**GOAL**
In the stretch from the start of the lines through the line containing "Return the mask of every instance of the rear", change "sample run" to "example run" and keep everything else the same. Give back only that stretch, leaving out the pictures.

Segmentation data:
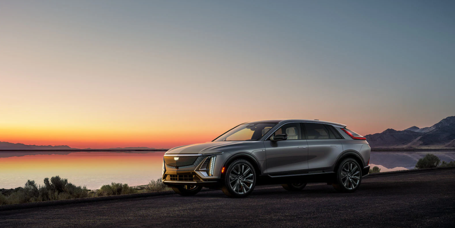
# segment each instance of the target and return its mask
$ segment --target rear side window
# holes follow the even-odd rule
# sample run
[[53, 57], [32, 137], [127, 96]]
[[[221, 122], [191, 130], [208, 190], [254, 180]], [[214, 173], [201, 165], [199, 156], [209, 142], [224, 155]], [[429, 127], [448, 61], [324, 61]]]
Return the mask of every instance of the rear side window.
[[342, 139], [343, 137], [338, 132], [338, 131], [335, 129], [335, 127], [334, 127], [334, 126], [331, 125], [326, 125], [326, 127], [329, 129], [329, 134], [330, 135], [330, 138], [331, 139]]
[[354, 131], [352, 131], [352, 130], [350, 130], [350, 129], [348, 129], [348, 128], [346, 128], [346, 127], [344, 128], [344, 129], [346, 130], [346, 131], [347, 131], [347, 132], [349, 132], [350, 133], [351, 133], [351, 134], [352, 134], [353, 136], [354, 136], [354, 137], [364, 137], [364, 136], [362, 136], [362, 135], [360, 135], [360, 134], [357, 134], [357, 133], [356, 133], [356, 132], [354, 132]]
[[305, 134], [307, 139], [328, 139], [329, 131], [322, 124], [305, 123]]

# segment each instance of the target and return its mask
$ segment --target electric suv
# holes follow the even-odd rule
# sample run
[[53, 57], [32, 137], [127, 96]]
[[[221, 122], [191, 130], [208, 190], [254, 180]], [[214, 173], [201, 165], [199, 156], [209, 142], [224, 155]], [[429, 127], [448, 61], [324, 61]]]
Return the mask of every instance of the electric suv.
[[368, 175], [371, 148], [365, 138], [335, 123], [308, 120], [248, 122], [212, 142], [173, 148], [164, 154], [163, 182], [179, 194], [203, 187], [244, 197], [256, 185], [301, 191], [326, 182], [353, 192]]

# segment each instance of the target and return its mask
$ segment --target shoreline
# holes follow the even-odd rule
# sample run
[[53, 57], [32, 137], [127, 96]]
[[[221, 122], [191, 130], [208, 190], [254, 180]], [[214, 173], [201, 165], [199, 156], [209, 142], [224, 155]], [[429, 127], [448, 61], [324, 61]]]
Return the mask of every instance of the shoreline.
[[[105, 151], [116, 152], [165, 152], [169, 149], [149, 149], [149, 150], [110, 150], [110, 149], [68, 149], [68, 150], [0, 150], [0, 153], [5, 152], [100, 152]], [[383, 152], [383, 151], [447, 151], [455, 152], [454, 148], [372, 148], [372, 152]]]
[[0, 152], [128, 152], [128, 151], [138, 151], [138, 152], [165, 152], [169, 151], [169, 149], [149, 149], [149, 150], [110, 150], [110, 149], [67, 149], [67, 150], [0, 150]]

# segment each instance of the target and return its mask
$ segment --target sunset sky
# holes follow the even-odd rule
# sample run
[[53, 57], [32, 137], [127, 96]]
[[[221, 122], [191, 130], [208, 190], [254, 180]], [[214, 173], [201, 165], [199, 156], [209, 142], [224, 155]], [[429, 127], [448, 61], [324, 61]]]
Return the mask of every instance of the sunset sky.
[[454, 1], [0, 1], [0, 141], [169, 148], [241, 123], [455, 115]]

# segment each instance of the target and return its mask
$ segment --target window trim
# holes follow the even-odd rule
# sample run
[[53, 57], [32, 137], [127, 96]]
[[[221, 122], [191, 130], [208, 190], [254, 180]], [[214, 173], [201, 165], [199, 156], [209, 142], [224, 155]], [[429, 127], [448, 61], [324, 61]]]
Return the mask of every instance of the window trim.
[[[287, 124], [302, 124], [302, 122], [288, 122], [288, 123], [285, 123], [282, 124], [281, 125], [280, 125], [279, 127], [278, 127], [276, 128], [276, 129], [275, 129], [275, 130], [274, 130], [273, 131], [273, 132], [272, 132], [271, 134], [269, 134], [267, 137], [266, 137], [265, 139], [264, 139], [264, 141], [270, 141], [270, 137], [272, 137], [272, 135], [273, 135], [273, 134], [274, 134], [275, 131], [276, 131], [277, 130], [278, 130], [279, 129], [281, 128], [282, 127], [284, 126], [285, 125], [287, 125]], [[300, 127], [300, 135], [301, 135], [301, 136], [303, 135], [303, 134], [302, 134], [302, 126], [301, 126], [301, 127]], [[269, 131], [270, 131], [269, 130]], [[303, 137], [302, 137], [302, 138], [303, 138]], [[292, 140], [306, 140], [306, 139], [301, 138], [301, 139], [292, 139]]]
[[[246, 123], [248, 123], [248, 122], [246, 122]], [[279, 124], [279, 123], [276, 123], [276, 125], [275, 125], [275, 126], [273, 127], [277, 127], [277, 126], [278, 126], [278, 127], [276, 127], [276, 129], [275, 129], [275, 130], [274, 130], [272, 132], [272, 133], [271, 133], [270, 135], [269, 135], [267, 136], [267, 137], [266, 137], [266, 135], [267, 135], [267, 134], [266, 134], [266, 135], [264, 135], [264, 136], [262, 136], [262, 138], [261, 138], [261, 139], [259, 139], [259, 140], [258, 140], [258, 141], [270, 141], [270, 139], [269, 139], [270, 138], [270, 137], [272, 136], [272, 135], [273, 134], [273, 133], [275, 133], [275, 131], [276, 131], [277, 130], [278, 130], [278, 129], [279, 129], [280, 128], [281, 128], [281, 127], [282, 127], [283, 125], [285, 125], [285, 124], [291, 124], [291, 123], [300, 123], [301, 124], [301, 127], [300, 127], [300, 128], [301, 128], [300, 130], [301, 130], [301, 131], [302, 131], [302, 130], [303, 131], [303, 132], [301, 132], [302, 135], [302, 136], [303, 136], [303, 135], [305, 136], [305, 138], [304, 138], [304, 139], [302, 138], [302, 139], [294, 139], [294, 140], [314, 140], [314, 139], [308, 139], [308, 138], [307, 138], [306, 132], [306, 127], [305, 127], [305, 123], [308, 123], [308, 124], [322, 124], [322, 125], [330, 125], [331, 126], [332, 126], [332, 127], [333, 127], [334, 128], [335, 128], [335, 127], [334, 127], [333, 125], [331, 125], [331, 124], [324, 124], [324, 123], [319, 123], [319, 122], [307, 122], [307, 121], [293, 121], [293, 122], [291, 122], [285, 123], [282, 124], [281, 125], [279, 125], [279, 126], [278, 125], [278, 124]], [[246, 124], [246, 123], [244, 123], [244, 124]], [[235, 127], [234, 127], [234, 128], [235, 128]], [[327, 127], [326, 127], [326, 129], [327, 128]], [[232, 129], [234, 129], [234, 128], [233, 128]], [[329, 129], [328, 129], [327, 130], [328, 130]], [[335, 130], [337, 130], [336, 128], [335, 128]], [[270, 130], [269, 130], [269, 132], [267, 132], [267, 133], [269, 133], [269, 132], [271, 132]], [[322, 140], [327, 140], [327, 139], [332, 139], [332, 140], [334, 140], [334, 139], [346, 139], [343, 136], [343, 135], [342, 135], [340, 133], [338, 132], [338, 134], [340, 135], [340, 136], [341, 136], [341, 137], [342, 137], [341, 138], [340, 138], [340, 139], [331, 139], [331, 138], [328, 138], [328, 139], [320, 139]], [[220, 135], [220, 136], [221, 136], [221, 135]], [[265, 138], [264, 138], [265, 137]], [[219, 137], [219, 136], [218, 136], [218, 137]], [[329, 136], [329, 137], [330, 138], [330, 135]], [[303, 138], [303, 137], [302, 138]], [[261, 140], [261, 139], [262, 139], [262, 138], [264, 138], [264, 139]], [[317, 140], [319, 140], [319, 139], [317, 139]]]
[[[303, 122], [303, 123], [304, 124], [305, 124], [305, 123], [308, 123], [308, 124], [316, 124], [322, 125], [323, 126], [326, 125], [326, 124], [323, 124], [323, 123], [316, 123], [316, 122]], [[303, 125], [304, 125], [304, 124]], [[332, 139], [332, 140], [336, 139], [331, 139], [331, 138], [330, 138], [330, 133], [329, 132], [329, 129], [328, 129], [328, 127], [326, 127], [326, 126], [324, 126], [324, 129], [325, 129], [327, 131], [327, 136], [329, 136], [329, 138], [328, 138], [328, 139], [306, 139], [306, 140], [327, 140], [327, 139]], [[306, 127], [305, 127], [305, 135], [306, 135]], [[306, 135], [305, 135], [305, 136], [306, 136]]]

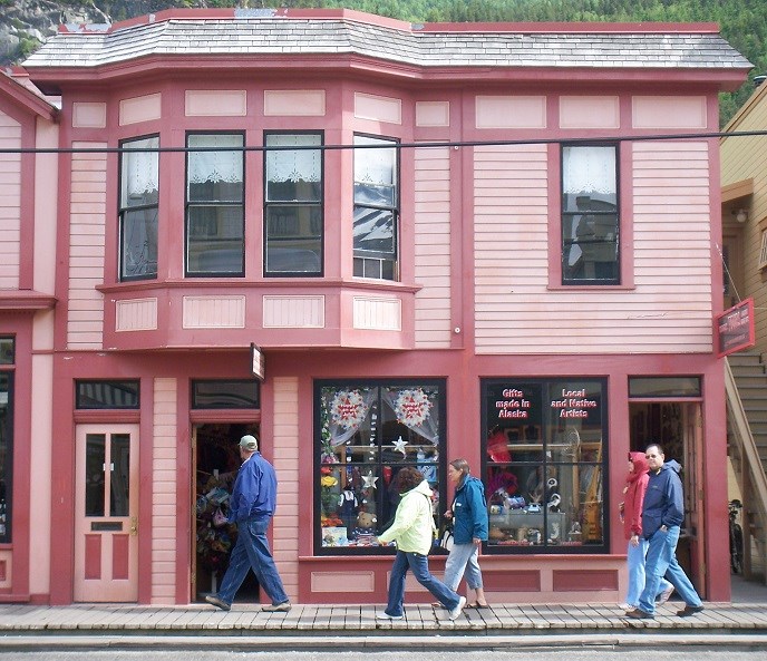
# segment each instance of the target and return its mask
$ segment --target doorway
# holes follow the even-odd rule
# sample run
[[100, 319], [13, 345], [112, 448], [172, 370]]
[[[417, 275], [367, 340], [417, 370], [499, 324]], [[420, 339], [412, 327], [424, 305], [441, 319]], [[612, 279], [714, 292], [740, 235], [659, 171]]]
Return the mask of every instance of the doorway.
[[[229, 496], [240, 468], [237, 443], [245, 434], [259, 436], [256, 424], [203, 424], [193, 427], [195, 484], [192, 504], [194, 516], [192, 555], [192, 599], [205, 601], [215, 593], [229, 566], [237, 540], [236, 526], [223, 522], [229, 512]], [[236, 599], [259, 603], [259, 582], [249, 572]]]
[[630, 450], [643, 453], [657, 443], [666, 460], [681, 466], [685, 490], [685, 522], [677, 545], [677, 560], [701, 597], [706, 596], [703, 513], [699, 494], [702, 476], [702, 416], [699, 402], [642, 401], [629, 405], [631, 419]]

**EXPECTED ANSWER**
# segment each instance of the target and return its mask
$ segment --target rear side window
# holes follow the even-odd rule
# example run
[[53, 57], [32, 137], [127, 96]]
[[[221, 122], [191, 130], [208, 190], [254, 180]], [[214, 173], [201, 165], [199, 156], [209, 142], [224, 155]], [[429, 127], [448, 61], [324, 61]]]
Return the mask of every instance of the rear side window.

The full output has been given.